▸ **Written problem**: Copy out again, unchanged, the lines from the start of the rows through the line that contains "x=377, y=213", including both.

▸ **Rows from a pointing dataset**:

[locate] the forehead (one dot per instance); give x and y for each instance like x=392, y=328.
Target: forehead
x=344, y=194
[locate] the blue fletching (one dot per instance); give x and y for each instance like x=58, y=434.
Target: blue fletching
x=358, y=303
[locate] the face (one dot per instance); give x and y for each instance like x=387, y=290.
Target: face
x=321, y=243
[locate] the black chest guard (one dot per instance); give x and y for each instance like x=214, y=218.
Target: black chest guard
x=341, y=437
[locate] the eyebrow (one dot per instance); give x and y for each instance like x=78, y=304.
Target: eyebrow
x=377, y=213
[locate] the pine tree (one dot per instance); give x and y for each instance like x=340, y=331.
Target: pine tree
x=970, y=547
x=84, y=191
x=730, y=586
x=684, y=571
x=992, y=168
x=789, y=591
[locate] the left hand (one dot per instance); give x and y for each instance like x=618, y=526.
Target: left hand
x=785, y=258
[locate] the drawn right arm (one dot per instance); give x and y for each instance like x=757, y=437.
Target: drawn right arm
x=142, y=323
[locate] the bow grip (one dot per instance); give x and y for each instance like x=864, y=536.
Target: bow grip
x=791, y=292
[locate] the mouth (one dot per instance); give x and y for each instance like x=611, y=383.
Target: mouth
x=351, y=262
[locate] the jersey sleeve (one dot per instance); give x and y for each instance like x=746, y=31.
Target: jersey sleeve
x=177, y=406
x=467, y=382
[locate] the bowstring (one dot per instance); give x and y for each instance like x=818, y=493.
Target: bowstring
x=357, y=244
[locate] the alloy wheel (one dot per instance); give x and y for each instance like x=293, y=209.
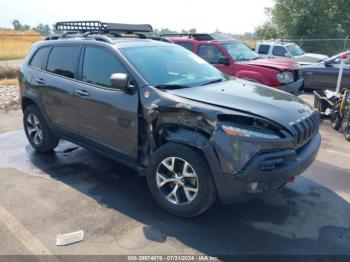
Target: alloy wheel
x=177, y=181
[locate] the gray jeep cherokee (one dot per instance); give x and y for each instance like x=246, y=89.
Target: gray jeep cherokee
x=156, y=107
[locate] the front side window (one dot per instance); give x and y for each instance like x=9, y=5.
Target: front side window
x=63, y=60
x=279, y=51
x=263, y=49
x=39, y=57
x=239, y=51
x=210, y=53
x=295, y=50
x=99, y=65
x=171, y=65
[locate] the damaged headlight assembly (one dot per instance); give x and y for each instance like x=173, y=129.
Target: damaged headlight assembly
x=246, y=145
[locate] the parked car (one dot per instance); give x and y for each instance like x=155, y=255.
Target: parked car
x=234, y=58
x=271, y=49
x=324, y=75
x=163, y=111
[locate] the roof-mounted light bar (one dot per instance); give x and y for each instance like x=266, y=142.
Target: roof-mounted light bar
x=101, y=27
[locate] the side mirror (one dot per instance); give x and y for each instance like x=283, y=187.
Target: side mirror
x=327, y=63
x=121, y=81
x=224, y=61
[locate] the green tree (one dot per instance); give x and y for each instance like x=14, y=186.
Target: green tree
x=266, y=31
x=43, y=29
x=18, y=26
x=307, y=19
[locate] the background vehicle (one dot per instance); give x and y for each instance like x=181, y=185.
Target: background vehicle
x=277, y=49
x=324, y=75
x=236, y=59
x=165, y=112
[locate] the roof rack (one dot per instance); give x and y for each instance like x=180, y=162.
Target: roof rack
x=101, y=27
x=196, y=36
x=102, y=31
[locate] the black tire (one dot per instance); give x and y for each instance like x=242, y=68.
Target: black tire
x=206, y=194
x=48, y=141
x=335, y=118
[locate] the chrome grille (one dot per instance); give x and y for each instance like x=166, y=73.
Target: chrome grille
x=305, y=128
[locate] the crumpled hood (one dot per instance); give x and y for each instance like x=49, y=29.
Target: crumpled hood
x=310, y=58
x=281, y=64
x=280, y=107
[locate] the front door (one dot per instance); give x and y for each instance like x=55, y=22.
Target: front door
x=107, y=117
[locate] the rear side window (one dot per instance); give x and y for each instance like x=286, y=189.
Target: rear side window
x=186, y=45
x=264, y=49
x=279, y=51
x=39, y=57
x=99, y=65
x=63, y=60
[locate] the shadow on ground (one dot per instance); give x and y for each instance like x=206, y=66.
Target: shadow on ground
x=305, y=218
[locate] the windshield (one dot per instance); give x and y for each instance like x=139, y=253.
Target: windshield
x=239, y=51
x=295, y=50
x=171, y=65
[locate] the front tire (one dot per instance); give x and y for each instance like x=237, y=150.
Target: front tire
x=180, y=180
x=37, y=131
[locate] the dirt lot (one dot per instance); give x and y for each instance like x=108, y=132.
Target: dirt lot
x=42, y=195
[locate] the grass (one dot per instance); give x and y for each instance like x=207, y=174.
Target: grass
x=15, y=44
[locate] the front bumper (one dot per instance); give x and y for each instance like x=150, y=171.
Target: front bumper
x=270, y=169
x=294, y=88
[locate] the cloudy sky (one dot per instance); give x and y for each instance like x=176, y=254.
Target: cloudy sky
x=232, y=16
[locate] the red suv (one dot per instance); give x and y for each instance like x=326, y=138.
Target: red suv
x=234, y=58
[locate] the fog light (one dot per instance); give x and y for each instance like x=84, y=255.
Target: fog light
x=253, y=187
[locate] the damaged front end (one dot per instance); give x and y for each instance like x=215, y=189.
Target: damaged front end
x=247, y=154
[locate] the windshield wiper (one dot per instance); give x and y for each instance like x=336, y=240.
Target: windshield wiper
x=213, y=81
x=171, y=86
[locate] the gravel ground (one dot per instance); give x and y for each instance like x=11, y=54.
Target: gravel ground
x=9, y=97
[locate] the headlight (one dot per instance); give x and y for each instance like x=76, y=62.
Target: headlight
x=285, y=77
x=247, y=132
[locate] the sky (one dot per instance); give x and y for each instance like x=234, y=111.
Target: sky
x=230, y=16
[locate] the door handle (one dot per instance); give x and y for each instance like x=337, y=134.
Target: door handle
x=82, y=93
x=40, y=81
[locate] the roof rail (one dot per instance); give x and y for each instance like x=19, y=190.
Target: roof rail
x=101, y=27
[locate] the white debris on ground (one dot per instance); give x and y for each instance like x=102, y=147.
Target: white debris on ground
x=9, y=97
x=69, y=238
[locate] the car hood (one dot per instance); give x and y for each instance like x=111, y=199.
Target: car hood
x=278, y=106
x=310, y=58
x=281, y=64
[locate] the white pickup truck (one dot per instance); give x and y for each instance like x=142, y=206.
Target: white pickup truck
x=271, y=49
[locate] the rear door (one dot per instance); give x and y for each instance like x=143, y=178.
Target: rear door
x=59, y=81
x=107, y=117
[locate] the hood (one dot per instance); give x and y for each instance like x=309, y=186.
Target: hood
x=310, y=58
x=281, y=64
x=277, y=106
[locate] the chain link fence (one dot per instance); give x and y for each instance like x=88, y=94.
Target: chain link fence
x=328, y=47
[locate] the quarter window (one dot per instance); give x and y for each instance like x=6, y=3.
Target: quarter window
x=264, y=49
x=99, y=65
x=210, y=53
x=39, y=57
x=63, y=60
x=279, y=51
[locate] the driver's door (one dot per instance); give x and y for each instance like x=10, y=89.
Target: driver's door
x=107, y=117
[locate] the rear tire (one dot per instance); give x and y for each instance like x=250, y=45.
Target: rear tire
x=37, y=131
x=180, y=180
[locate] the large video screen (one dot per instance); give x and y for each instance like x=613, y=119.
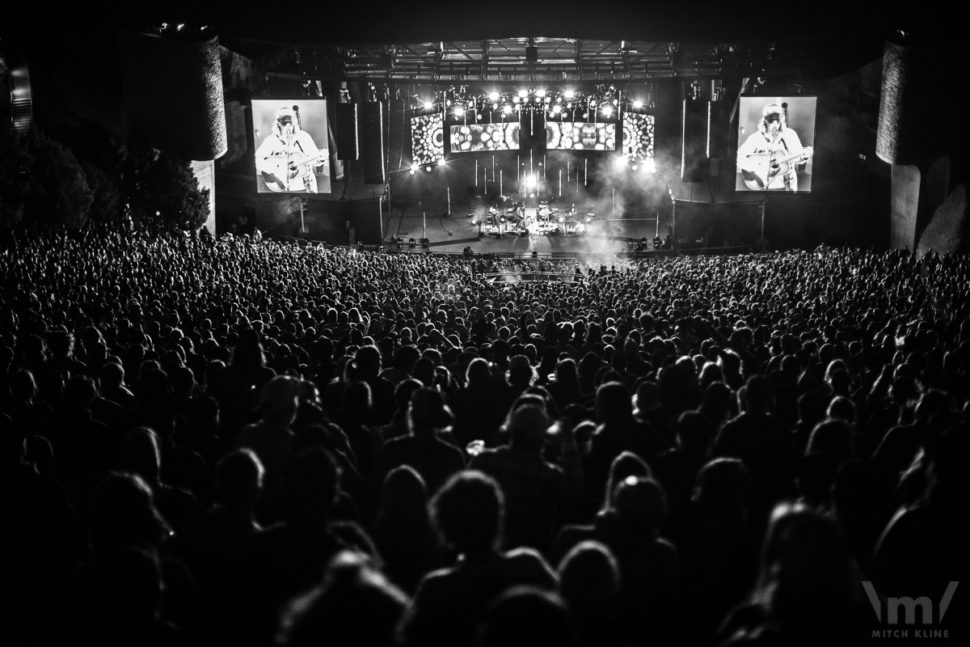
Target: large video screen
x=427, y=139
x=776, y=136
x=638, y=131
x=292, y=154
x=580, y=136
x=471, y=138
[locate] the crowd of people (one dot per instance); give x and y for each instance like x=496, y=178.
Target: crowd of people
x=253, y=442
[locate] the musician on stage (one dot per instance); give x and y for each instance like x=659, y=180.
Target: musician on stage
x=772, y=158
x=288, y=159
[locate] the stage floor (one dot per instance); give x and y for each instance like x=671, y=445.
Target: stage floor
x=469, y=226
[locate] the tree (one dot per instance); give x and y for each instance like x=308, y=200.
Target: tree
x=13, y=179
x=160, y=189
x=56, y=189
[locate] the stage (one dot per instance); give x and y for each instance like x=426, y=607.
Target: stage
x=523, y=228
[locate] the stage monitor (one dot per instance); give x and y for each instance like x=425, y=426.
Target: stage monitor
x=580, y=136
x=427, y=139
x=638, y=132
x=292, y=154
x=776, y=137
x=473, y=138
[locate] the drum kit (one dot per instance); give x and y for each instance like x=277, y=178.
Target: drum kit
x=546, y=220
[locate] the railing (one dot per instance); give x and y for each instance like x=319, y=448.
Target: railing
x=526, y=276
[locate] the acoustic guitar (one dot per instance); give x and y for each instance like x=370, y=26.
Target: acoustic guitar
x=765, y=167
x=292, y=172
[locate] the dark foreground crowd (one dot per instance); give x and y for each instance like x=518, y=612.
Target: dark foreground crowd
x=240, y=442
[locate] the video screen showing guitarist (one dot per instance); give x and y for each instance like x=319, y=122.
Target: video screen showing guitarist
x=288, y=160
x=773, y=158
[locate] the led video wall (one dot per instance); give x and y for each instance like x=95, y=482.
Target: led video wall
x=775, y=144
x=292, y=154
x=638, y=136
x=472, y=138
x=580, y=136
x=427, y=139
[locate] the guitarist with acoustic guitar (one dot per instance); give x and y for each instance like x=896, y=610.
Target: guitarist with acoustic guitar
x=770, y=159
x=288, y=159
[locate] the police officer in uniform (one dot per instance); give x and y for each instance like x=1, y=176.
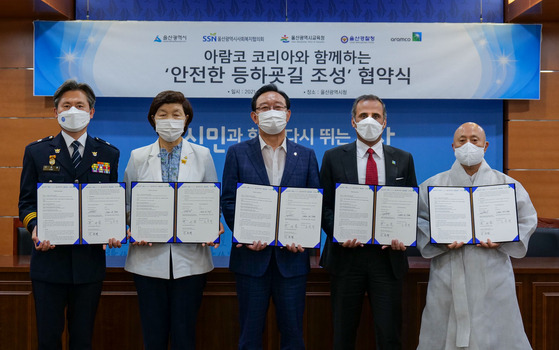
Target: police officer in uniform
x=68, y=276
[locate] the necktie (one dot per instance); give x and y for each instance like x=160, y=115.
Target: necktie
x=371, y=176
x=76, y=156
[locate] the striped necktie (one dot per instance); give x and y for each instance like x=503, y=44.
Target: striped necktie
x=76, y=156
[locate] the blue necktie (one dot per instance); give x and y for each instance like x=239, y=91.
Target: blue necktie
x=76, y=156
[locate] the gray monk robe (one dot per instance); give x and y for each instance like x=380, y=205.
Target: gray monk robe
x=471, y=297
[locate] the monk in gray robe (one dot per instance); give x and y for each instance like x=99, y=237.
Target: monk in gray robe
x=471, y=297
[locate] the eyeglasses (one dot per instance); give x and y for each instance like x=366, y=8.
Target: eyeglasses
x=267, y=108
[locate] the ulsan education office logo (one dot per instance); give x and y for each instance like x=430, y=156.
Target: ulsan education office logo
x=415, y=36
x=212, y=38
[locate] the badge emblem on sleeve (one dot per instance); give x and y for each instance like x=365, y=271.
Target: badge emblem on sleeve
x=101, y=168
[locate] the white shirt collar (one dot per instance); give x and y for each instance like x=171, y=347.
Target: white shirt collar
x=264, y=144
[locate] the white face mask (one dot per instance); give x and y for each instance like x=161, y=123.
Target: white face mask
x=369, y=129
x=169, y=129
x=469, y=154
x=73, y=119
x=272, y=122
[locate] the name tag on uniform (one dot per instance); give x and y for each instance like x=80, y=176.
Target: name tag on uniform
x=101, y=168
x=51, y=168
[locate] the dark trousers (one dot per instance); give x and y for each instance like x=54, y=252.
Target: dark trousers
x=369, y=272
x=168, y=308
x=254, y=295
x=81, y=301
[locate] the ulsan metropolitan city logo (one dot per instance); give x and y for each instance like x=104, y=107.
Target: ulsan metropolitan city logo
x=415, y=36
x=210, y=38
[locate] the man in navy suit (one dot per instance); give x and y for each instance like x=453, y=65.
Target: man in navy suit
x=66, y=276
x=357, y=268
x=263, y=271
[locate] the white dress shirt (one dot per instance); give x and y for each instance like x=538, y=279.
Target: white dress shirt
x=274, y=160
x=362, y=157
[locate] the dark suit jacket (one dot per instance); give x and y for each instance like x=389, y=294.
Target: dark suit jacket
x=339, y=165
x=244, y=163
x=64, y=263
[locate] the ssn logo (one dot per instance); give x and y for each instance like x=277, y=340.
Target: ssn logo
x=209, y=38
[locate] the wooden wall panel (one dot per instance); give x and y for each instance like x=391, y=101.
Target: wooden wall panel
x=15, y=134
x=533, y=145
x=547, y=108
x=16, y=44
x=543, y=188
x=9, y=188
x=550, y=46
x=16, y=95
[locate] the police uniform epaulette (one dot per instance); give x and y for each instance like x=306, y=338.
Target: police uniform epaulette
x=104, y=142
x=41, y=140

▸ **Solution to this exercise**:
[locate] the forehead (one dot per instance); give x and y for each instance like x=392, y=328.
Target: forehead
x=344, y=194
[locate] the blue fletching (one dot per instance); give x and y for each instance like x=58, y=434.
Target: blue fletching
x=358, y=303
[locate] the face (one dot per instance); give x and y for each instance like x=387, y=290.
Target: face
x=321, y=243
[locate] the black chest guard (one dot per instance); give x and y for each instance like x=214, y=218.
Target: black chest guard
x=341, y=437
[locate] the eyebrow (one dot per instance); give x and y for each instance like x=78, y=304.
Target: eyebrow
x=377, y=213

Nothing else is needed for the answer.